## YOUR GOAL
Output the records exactly. Include every line.

## Records from a dataset

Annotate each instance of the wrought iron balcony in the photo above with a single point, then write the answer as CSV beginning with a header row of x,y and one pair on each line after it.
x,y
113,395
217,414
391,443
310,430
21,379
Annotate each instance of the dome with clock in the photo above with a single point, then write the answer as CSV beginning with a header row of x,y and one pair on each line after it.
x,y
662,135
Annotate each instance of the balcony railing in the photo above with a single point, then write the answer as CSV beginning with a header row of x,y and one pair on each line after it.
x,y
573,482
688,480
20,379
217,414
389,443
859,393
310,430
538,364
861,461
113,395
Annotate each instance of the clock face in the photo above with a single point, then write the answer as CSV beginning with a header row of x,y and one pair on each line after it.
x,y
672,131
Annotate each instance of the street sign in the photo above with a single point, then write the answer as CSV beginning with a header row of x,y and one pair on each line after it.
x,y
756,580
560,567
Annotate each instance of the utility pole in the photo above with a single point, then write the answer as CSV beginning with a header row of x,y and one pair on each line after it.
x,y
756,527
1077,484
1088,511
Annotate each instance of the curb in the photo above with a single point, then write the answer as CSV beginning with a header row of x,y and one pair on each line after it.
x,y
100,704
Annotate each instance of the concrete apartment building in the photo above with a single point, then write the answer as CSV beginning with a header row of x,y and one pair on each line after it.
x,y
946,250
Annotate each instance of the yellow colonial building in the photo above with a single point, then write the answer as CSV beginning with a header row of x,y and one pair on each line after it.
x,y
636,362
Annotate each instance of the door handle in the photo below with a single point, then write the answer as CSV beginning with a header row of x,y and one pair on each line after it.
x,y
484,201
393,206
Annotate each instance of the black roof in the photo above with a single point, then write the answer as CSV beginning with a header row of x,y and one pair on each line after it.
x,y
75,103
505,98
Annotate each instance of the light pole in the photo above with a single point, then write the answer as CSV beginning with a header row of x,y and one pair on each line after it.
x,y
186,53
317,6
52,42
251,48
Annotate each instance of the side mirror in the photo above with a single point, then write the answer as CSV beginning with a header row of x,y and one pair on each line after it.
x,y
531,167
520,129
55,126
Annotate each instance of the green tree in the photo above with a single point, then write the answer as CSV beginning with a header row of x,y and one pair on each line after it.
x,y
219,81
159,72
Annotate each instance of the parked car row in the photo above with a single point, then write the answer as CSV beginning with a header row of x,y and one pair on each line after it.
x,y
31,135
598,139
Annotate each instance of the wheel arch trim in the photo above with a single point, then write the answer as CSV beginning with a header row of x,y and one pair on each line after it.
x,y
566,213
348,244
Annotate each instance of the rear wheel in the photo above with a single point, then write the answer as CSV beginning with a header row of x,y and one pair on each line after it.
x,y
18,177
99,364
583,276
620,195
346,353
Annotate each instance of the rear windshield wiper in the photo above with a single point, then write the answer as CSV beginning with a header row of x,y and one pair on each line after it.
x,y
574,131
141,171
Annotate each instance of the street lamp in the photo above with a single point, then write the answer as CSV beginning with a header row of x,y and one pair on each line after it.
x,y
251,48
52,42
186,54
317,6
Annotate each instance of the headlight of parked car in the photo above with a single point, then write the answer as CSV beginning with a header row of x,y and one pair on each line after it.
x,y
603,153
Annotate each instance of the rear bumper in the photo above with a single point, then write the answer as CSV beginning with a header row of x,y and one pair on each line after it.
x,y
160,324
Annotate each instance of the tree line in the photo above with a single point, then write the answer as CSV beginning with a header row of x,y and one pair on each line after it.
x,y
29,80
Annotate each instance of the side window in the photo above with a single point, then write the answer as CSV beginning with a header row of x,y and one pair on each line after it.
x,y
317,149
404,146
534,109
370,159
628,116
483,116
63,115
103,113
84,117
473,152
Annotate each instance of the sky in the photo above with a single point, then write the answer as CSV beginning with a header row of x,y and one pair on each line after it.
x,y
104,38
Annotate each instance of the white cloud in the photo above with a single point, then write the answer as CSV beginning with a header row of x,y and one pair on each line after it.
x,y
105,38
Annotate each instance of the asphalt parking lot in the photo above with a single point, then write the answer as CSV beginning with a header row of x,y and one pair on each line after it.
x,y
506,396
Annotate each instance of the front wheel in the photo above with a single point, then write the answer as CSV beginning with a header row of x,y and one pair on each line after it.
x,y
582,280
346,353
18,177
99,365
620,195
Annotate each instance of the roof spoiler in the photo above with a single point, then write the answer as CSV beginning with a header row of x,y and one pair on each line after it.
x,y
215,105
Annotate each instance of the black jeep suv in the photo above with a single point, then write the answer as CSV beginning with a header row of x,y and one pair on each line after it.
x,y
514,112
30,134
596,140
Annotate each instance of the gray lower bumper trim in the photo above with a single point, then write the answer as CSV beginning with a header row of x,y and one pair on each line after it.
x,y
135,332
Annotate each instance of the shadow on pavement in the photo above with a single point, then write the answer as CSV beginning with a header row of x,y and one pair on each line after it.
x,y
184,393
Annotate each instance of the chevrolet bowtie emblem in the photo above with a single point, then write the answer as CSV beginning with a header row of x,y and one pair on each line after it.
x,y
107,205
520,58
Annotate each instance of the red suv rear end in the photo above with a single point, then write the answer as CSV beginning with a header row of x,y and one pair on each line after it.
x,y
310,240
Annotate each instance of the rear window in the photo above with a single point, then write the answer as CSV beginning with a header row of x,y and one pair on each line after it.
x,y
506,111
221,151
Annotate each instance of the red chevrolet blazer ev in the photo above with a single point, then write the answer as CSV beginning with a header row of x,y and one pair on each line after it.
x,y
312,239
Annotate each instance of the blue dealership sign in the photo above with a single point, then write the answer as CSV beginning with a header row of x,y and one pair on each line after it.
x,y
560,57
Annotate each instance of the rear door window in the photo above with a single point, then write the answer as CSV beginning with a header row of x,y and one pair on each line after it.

## WRITTEN REPLY
Annotate each instance of the wrought iron balcony in the photo above with a single point, then write the answer as CSV beginning with a header row of x,y and one pair on each line after it.
x,y
113,395
217,414
391,443
310,430
21,379
Annotate each instance of the dome with clock in the photo above with a single point, then write the answer as CSV beginning with a header row of x,y and one pair on each line after it.
x,y
662,135
Annotate each instance of the balcony railing in the photo above with a single point, then write the answer as CSV beginning with a header row of x,y and one pair on each line after it.
x,y
573,482
688,480
20,379
217,414
389,443
859,393
310,430
538,364
861,461
113,395
Annotate each instance of the clock face in the photo above with a single point, then write the answer as CSV beginning with a header row of x,y and one pair on each line after it.
x,y
672,131
Annotate each instance of the street sign in the photo above with a single point, then write the answer as CSV beginning with a header row of x,y and one pair on each line after it.
x,y
756,580
560,567
Annotate each instance of the utility pole in the photo above with a single point, then write the answer as CSV beginning with a header row of x,y and one pair on each line after it.
x,y
756,527
1077,484
1088,511
Annotate each instance of the curb in the photo above with a single point, then write the answer as CSV beginning with a header row of x,y and one pair on each line after it.
x,y
100,704
Annotate each instance of the concrete apartment building in the photo above with a single point, then write the answer as CSV beginning with a header row of x,y and one pair on each line after it.
x,y
946,250
Annotate each instance of the yellow colonial building in the photo above with a single point, then write the answer as CSV beginning with a header row of x,y and one pair on each line after it.
x,y
636,362
Annotate each instance of the door handle in the photo below with a single point, then write the answer as CSV beginning with a header row of x,y and one pair on each line after it.
x,y
484,201
393,206
Annotate each instance of the black roof in the photo above with a single point, then write the answer as CSV beginning with a header row of x,y and one pair on each line after it.
x,y
75,103
505,98
Annotate each instance of the light pole in the photo above with a single point, then write the answer as CSV beginning with a header row of x,y and one pair on each line after it.
x,y
186,53
317,6
52,42
251,48
Annotate each instance of the side mirror in the photo above with a single point, then write the answer as CSV beginning with a header row of x,y and one pair on each line after it.
x,y
531,167
520,129
55,126
Annotate each instance of the green tree in the photo above with a single point, then write the answer as CSV beginning with a header row of x,y and one pair on each line after it.
x,y
219,81
159,72
Annotate each instance of the parked car row in the photo above with a single point, then write the answer as CSV beginning with a header row of x,y and one pair on each line after it.
x,y
31,135
598,139
Annotate each instance of the wheel arch trim in the photo above with a single point, then write the answer as CSV beginning with a header row of x,y and one pair on each line after it.
x,y
566,213
348,244
Annotate each instance of the rear wheel in the photo above with a single point, then write the answer as CSV beginning with a header row of x,y and one pair on each line after it.
x,y
18,177
99,364
583,276
620,195
346,353
Annotate each instance of the rear windshield wiper in the photo above with a single point, then write the answer as CSV beginning with a header row of x,y and one pair on each line after it.
x,y
574,131
141,171
Annotate each instance of the street lamp in the photo above with a single point, then write the answer as CSV beginning with a header row of x,y and one pair on each line after it.
x,y
251,48
52,42
186,54
317,6
Annotate each instance of the headlight of parked car in the photo above with a single point, then write the answer as CSV beginning with a header row of x,y and one pair on each line after it.
x,y
603,153
Annotate each instance of the rear bumper in the photo above with a single point, then write the answer as CSV beginning with a header row of x,y and one pair on each line after it.
x,y
160,324
Annotate each instance of the tree line in the photo above with a single point, then write the answer as CSV beginning with a header row of x,y and one pair on each line after it.
x,y
29,80
Annotate each instance of the side window in the photo above with a single point, then write the answer as CSV beginning with a header row of x,y and one pair on each line after it.
x,y
317,149
404,146
534,109
370,159
628,116
483,116
63,115
103,113
84,117
473,152
Annotate each instance of the sky in the photo above with a single point, then write the answer as CSV beginning with a header row of x,y and one pair on each line after it.
x,y
104,38
Annotate each instance of the white cloud in the photo above with a single point, then write the answer as CSV beginning with a header row of x,y and one pair on each line after it.
x,y
105,38
Annotate each instance of the asphalt parking lot in the photo above with a single point, then write the answer as CSV beginning with a header row of x,y and one pair on each line after it.
x,y
506,396
Annotate each instance of the front wheel in the photo above with a single point, then write the answer as CSV beginning with a header row of x,y and one pair on each line after it.
x,y
582,280
346,353
18,177
99,365
620,195
Annotate each instance of the roof spoiler in the photo above with a single point, then write the answer as CSV beginning with a header row of x,y and one pair on each line after it.
x,y
215,105
Annotate each instance of the black jeep suv in the photo above with a single point, then write the answer as CSV beginning with a header row of x,y and one pair on each line after it.
x,y
514,112
30,134
596,140
Annotate each instance of the gray lower bumper trim in the photo above with a single point, then write the answer as CSV beginning with a header row of x,y and one pair on each line after it.
x,y
135,332
Annotate each instance of the shadow on pavement in the photo above with a single point, then write the answer as CSV beginning with a header row of x,y and one pair on each line after it.
x,y
184,393
Annotate each instance of the chevrolet bowtie emblem in the photo above with a single point, then write the answer as CSV beginning with a header row of x,y and one pair on each line after it.
x,y
107,205
520,58
Annotate each instance of the red suv rear end in the photo above with a single point, then write the answer as CSV beginning with a header row of x,y and one pair on each line after it.
x,y
310,240
Annotate each instance of the rear window in the photo above with a single point, then write the answer as CSV beginning with a header row of x,y and one pair on each line after it.
x,y
506,111
221,151
Annotate each instance of the red chevrolet blazer ev in the photo above with a single point, then write the answer as CSV beginning with a header row of x,y and one pair on each line after it.
x,y
312,239
Annotate each instance of the blue dealership sign in the photo above with a single point, then write the answer as CSV beginning with a header row of x,y and one pair on each line after it.
x,y
560,57
Annotate each instance of the rear door window in the photo above with a single point, then write the answer as CSV beginning with a header row of x,y and one pair on each line after it.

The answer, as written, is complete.